- _GIVEN TASK_
Put all of the lines below into a numbered list, leaving out any blank ones.

Dataset lines
:::

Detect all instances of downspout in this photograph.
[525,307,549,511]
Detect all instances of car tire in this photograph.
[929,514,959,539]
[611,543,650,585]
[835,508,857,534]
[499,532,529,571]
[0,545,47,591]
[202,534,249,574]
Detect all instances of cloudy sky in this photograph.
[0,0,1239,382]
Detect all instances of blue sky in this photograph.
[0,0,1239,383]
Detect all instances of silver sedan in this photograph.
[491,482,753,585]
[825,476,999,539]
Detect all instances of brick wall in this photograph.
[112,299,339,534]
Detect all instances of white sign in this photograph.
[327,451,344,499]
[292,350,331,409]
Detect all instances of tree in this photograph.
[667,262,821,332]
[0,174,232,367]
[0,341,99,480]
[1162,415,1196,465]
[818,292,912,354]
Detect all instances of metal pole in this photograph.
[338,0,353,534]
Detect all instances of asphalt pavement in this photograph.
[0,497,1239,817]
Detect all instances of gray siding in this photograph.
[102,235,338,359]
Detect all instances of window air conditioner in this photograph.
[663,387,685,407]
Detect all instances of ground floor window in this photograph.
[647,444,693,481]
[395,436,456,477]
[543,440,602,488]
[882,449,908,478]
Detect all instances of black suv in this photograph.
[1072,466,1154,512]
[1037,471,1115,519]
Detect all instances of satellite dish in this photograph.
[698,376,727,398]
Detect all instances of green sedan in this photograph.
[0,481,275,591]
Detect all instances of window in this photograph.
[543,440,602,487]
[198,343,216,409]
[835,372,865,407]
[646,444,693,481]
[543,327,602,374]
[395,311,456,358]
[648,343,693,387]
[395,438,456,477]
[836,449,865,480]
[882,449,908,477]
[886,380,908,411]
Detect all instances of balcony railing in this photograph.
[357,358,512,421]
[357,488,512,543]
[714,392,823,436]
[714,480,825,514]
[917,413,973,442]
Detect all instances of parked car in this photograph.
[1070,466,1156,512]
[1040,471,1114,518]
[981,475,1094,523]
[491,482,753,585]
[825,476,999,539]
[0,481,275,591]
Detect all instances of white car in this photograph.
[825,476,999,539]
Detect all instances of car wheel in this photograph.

:::

- _RESPONSE_
1. Detect all instances of downspout in this photograph.
2. [525,307,549,511]
3. Detect all instances of car tire in this photograph.
4. [929,514,959,539]
5. [611,543,650,585]
6. [835,508,857,534]
7. [499,532,529,571]
8. [0,545,47,591]
9. [202,534,249,574]
10. Detect all instances of cloudy sky in this photograph.
11. [0,0,1239,382]
12. Detect all instances of blue sky in this photograph.
13. [0,0,1239,383]
14. Detect all instances of silver sedan in this photograph.
15. [491,482,753,585]
16. [825,476,999,539]
17. Detect all instances of brick wall in this photograph.
18. [112,299,339,534]
19. Detect all instances of white sign in this photograph.
20. [327,451,344,499]
21. [292,350,331,409]
22. Detect all instances of tree in this photograph.
23. [667,262,821,332]
24. [0,174,232,367]
25. [0,341,99,480]
26. [1162,415,1196,465]
27. [818,292,912,354]
28. Detect all instances of metal pole in this photograph.
29. [338,0,353,534]
30. Detect all instances of asphalt pavement in this photograph.
31. [0,497,1239,817]
32. Detect all instances of gray siding in this photograph.
33. [102,235,338,359]
34. Detect all instances of window air conditioner in this photograph.
35. [663,387,685,407]
36. Detect all instances of ground floor window in this photograph.
37. [647,444,693,481]
38. [395,436,456,477]
39. [543,440,602,488]
40. [882,449,908,478]
41. Detect all instances of black suv in this photograph.
42. [1072,466,1154,512]
43. [1037,471,1115,519]
44. Detect all instances of satellite dish in this photograph.
45. [698,376,727,398]
46. Detect all instances of green sedan in this photograph.
47. [0,481,275,591]
48. Detect all instances of window in this photograph.
49. [543,440,602,487]
50. [198,343,216,409]
51. [835,372,865,407]
52. [646,444,693,481]
53. [543,327,602,374]
54. [395,311,456,358]
55. [648,343,693,387]
56. [395,438,456,477]
57. [836,449,865,480]
58. [882,449,908,477]
59. [886,380,908,411]
60. Detect all instances of balcony railing in this photograph.
61. [357,358,512,421]
62. [357,488,512,543]
63. [714,392,823,436]
64. [714,480,825,514]
65. [917,413,973,442]
66. Detect all instances of parked car in this photograph.
67. [1070,466,1156,512]
68. [1040,471,1114,518]
69. [981,475,1094,523]
70. [491,482,753,585]
71. [825,476,999,539]
72. [0,481,275,591]
73. Detect all instances of white car in this photograph.
74. [825,476,999,539]
75. Detect all instances of car wheel in this photograph.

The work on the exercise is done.